## [TEXT PROVIDED]
Highlighting the "strong convergences" that were achieved among national experts from the EU's 27 countries at a technical meeting on 25 July, Paris hopes to garner an agreement on biofuel sustainability criteria during a meeting of EU ambassadors on Wednesday (3 September).
In accordance with earlier EurActiv reports, the deal would centre on a two-phased approach, under which only biofuels delivering life-cycle CO2 savings of at least 35% compared to fossil fuels would count towards the 10% target. This figure would then be scaled up to 50% as of 2017 – subject to an in-depth policy review in 2014.
According to diplomatic sources, national experts also agree on the need to monitor the indirect effects of changes of land use, including deforestation (indirectly increasing CO2 output) and food price hikes caused as land traditionally used for food production is shifted to biofuel production.
On the other hand, producers cultivating biofuel crops on 'degraded land' could be entitled to pollute more, receiving CO2 'bonuses' of up to 29 grammes – although no consensus has been reached on this figure as yet.

## [PROBLEM STATEMENT]
Answer these questions from the text on EU biofuel sustainability criteria.
1. On what date did the national experts hold their technical meeting?
2. In the first phase, what minimum life-cycle CO2 saving compared to fossil fuels must a biofuel deliver to count toward the 10% target?
3. What is the largest CO2 bonus that producers growing biofuel crops on degraded land could receive?

## [DATA SHOWN]

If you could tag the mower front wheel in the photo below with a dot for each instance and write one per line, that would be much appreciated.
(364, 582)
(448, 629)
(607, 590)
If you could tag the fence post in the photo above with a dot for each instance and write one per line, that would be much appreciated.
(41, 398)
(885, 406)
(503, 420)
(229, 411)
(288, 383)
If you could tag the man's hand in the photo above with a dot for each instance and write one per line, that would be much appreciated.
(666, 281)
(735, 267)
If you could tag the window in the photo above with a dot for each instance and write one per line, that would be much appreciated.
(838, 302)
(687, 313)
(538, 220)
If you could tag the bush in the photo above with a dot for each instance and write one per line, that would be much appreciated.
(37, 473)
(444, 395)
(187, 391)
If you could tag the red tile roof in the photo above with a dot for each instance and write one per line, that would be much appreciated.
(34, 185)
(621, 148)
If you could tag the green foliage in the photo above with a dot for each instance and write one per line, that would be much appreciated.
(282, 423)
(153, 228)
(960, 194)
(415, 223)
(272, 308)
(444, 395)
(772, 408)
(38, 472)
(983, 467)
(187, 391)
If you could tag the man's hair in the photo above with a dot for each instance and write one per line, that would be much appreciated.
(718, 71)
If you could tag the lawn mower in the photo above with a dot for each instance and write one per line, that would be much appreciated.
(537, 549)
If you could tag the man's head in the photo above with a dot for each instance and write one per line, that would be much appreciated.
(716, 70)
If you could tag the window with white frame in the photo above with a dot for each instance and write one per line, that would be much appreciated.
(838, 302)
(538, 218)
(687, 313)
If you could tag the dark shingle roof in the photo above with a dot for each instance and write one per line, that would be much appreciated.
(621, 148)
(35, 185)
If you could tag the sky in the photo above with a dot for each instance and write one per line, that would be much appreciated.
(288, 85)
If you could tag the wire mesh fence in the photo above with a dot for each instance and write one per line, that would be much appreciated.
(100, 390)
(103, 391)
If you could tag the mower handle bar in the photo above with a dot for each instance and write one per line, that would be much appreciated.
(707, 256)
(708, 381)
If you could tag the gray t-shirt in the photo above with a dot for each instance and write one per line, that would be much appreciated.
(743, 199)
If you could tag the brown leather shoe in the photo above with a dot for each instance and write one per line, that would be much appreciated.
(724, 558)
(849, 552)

## [RESPONSE BELOW]
1. 25 July
2. At least 35%
3. Up to 29 grams